= Problem requirements =
The full listing below should be printed word for word.

++++++++

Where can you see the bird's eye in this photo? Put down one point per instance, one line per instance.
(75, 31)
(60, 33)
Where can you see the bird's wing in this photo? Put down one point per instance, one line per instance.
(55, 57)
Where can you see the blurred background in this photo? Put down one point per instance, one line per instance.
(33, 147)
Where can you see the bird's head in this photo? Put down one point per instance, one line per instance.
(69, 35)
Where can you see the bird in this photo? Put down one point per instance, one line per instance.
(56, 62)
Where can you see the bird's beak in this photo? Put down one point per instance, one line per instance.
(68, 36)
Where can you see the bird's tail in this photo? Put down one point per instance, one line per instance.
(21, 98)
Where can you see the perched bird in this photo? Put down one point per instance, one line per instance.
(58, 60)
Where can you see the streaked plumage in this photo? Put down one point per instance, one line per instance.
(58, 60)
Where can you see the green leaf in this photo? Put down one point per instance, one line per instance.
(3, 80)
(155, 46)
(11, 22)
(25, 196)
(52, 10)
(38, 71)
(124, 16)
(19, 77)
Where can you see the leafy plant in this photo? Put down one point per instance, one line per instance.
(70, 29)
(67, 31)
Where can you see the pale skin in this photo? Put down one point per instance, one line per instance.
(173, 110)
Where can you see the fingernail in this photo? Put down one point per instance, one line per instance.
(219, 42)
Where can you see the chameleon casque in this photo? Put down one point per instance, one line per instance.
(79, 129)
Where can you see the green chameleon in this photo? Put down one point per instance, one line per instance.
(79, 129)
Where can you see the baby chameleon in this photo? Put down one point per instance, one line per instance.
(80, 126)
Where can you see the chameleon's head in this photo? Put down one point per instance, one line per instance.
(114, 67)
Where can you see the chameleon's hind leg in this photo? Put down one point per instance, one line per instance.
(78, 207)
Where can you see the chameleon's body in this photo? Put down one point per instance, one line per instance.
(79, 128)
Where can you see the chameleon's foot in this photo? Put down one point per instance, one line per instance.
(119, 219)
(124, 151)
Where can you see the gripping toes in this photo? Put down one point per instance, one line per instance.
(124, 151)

++++++++

= Answer to this exercise =
Where can you see the bird's eye in this photo? Put down one point per instance, one line per instance.
(75, 31)
(60, 33)
Where can you see the bird's wing in this photo? Put down one point per instance, one line per instance.
(55, 57)
Where can you see the blurred background in this photo? Put down one point per instance, one line per instance.
(33, 147)
Where can you see the bird's head in this photo? Put down one point per instance, one line per instance.
(69, 35)
Where can you see the bird in this photo? Put down one point per instance, one line per instance.
(56, 62)
Where can you see the bird's beak in this photo? Put down one point per instance, one line per instance.
(68, 36)
Where can you see the bird's tail in this photo? Put down one point per instance, one line per instance.
(21, 98)
Where can you see the perched bird in this photo? Put down one point per instance, one line per instance.
(58, 60)
Where can you see the streaked plumage in this photo? Put down one point per instance, one line per instance.
(58, 60)
Where can you see the green leaf in this photo? Put down one point per instance, one line per instance.
(3, 80)
(155, 46)
(11, 22)
(25, 196)
(52, 10)
(38, 71)
(124, 16)
(19, 77)
Where can you see the leafy plant in this photo? Put down one point per instance, one line per instance.
(70, 29)
(67, 31)
Where can you see the pale skin in this photo? Put down one point per instance, one line per instance.
(173, 110)
Where can you see the fingernail in this photo? Put down one point per instance, one line per instance.
(219, 42)
Where can you see the chameleon casque in this photo? Put down one point per instance, one line per instance.
(79, 129)
Where can you see the green chameleon in this photo? Put down one point per instance, one line per instance.
(79, 129)
Where can you see the baby chameleon in this photo? Put down one point per instance, one line per instance.
(80, 126)
Where can you see the chameleon's head in this photo? Put down one point per instance, one line per instance.
(114, 67)
Where can you see the chameleon's hind leg in this photo? Put down one point per instance, one line per instance.
(78, 207)
Where can you see the chameleon's body in this photo? Put down one point per instance, one line per instance.
(79, 128)
Where can you see the chameleon's foot in this photo? Put down one point per instance, one line per instance.
(119, 219)
(124, 151)
Where can you see the gripping toes in this photo? Put down one point per instance, one line per instance.
(124, 151)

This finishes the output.